--- Exercise goal ---
The data below should be copied over with complete accuracy.

Point-per-instance localization data:
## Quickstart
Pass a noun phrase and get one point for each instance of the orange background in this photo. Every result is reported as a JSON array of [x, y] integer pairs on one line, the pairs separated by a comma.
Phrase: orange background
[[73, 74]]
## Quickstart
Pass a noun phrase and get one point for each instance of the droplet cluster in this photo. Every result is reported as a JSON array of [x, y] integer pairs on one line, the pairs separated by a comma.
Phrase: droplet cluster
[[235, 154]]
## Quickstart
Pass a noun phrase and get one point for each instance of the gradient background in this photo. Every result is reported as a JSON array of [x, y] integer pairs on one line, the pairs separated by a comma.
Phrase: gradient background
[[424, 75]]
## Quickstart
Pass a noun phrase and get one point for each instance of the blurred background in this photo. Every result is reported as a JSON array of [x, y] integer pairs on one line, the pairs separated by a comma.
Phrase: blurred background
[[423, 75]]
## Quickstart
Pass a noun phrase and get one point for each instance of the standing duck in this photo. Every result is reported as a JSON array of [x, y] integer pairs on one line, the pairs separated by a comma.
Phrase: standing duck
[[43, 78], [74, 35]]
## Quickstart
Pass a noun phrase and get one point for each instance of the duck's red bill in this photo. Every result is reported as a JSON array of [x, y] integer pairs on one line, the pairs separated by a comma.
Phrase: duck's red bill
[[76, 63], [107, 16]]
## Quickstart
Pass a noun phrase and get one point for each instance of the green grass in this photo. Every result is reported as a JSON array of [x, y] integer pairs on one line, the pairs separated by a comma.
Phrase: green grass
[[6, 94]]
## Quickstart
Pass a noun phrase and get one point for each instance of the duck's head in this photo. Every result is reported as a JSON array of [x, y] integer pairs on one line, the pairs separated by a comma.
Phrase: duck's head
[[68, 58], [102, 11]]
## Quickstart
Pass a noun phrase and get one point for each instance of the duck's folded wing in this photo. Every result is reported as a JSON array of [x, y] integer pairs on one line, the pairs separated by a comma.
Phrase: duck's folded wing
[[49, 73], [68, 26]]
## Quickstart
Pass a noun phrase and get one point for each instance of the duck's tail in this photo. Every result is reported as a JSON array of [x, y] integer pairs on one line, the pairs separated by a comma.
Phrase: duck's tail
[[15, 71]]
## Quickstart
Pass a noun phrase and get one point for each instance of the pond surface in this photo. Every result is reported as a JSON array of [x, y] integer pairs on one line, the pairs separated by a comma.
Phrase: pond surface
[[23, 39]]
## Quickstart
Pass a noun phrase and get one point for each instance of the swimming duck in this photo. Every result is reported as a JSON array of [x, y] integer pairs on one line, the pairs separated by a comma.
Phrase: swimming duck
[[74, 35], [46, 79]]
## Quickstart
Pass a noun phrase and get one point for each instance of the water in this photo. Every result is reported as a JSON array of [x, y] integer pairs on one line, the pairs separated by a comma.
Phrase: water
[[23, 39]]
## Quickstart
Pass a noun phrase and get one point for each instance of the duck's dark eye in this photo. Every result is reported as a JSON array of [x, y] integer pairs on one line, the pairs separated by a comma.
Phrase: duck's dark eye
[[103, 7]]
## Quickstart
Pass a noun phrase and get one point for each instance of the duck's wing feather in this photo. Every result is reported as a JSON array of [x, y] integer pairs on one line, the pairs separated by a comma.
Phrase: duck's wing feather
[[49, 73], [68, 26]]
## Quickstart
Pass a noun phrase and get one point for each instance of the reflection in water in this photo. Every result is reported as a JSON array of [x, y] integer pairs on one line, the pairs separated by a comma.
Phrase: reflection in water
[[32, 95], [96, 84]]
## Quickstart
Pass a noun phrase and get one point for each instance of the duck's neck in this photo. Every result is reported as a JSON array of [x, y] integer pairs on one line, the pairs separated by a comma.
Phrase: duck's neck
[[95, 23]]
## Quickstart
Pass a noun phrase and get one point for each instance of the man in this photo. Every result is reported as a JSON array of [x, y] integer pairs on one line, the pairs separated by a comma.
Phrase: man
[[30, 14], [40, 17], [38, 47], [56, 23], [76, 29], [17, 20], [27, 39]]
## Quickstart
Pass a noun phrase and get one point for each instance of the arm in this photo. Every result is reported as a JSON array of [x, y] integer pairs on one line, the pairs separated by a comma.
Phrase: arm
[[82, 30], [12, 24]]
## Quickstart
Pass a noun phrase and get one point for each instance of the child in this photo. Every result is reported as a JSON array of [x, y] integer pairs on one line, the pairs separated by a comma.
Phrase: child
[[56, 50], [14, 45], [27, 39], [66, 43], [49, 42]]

--- Response to the task ---
## Quickstart
Pass a noun phrase and get one point for each instance of the orange background in this photo. Every result is reported as a JSON array of [x, y] integer pairs on one line, the pairs separated by a comma.
Phrase: orange background
[[73, 74]]
## Quickstart
Pass a noun phrase and get one point for each instance of the droplet cluster in this photo. Every result is reported as a JSON array of [x, y] integer pairs on one line, the pairs separated by a comma.
Phrase: droplet cluster
[[235, 154]]
## Quickstart
Pass a noun phrase and get one point for each instance of the gradient background in this photo. Every result is reported as a JSON array of [x, y] integer pairs on one line, the pairs separated by a comma.
Phrase: gradient background
[[424, 75]]
## Quickstart
Pass a noun phrase and get one point for each instance of the blurred background in this photo. Every result is reported as a JSON array of [x, y] integer pairs on one line, the pairs separated by a comma.
Phrase: blurred background
[[423, 75]]
## Quickstart
Pass a noun phrase and get one point for each instance of the standing duck in this photo. Every result is reported as a JSON array of [x, y] integer pairs on one line, the pairs separated by a comma.
Phrase: standing duck
[[43, 78], [74, 35]]
## Quickstart
Pass a noun phrase and get one point for each instance of the duck's red bill in this photo. Every result is reported as a JSON array of [x, y] integer pairs on one line, the pairs separated by a comma.
Phrase: duck's red bill
[[76, 63], [107, 16]]
## Quickstart
Pass a noun phrase and get one point for each instance of the green grass in this photo. Every result is reported as a JSON array of [x, y] integer pairs on one line, the pairs separated by a comma.
Phrase: green grass
[[6, 94]]
## Quickstart
Pass a noun phrase and get one point for each instance of the duck's head in this photo. Every result is reported as a JSON array of [x, y] integer pairs on one line, the pairs separated by a comma.
Phrase: duck's head
[[68, 58], [102, 11]]
## Quickstart
Pass a noun phrase and get one point for each instance of the duck's folded wing in this photo. Every result is reported as a JSON array of [x, y] integer pairs on one line, the pairs separated by a comma.
Phrase: duck's folded wing
[[49, 73], [68, 26]]
## Quickstart
Pass a noun phrase and get one point for each instance of the duck's tail in this photo. Every result is reported as a JSON array of [x, y] integer pairs on one line, the pairs separated by a comma.
Phrase: duck's tail
[[15, 71]]
## Quickstart
Pass a noun phrase and get one point for each instance of the pond surface in this photo. Every result is reported as a JSON array of [x, y] integer pairs on one line, the pairs separated by a comma.
Phrase: pond surface
[[23, 39]]
## Quickstart
Pass a noun phrase and get one point for each instance of the swimming duck in this photo. Every result is reported as a JSON array of [x, y] integer pairs on one line, the pairs separated by a comma.
Phrase: swimming duck
[[74, 35], [46, 79]]
## Quickstart
Pass a noun phrase and get one point for each instance of the water in this photo. Every result is reported as a JSON array of [x, y] integer pairs on one line, the pairs separated by a comma.
Phrase: water
[[23, 39]]
## Quickstart
Pass a noun phrase and get one point for each instance of the duck's dark eye in this photo. Every result is reported as a JSON array of [x, y] integer pairs on one line, the pairs separated by a comma.
Phrase: duck's dark eye
[[103, 7]]
## Quickstart
Pass a noun phrase and get one point for each instance of the duck's wing feather in this photo. Every result is reported as a JSON array of [x, y] integer pairs on one line, the pairs separated by a comma.
Phrase: duck's wing feather
[[49, 73], [68, 26]]
## Quickstart
Pass a noun phrase and get one point for each instance of the reflection in water in this photo. Every result is reported as a JSON array of [x, y] integer pairs on one line, the pairs separated by a comma.
Phrase: reflection in water
[[32, 95], [96, 84]]
## Quickstart
Pass a noun phrase and get one point for each instance of the duck's neck in this photo. Every result is reported as a JSON array of [x, y] integer pairs on one line, the pairs separated by a comma.
Phrase: duck's neck
[[95, 23]]
## Quickstart
Pass a noun phrase and get one point for each instance of the man in this photo. Every result is reported as a JSON array of [x, y] integer pairs on one line, the pairs separated by a comma.
Phrase: man
[[30, 14], [40, 17], [38, 47], [56, 23], [76, 29], [17, 20], [27, 39]]
## Quickstart
Pass a noun phrase and get one point for each instance of the arm in this photo. Every result is reported as a JSON array of [x, y] integer pairs on one line, the pairs separated by a comma.
Phrase: arm
[[82, 30], [12, 24]]
## Quickstart
Pass a noun phrase and get one point for each instance of the child in this photo. Every result is reported as a JSON array of [x, y] integer pairs on one line, the pairs separated by a comma.
Phrase: child
[[56, 50], [14, 45], [27, 39], [66, 43], [49, 42]]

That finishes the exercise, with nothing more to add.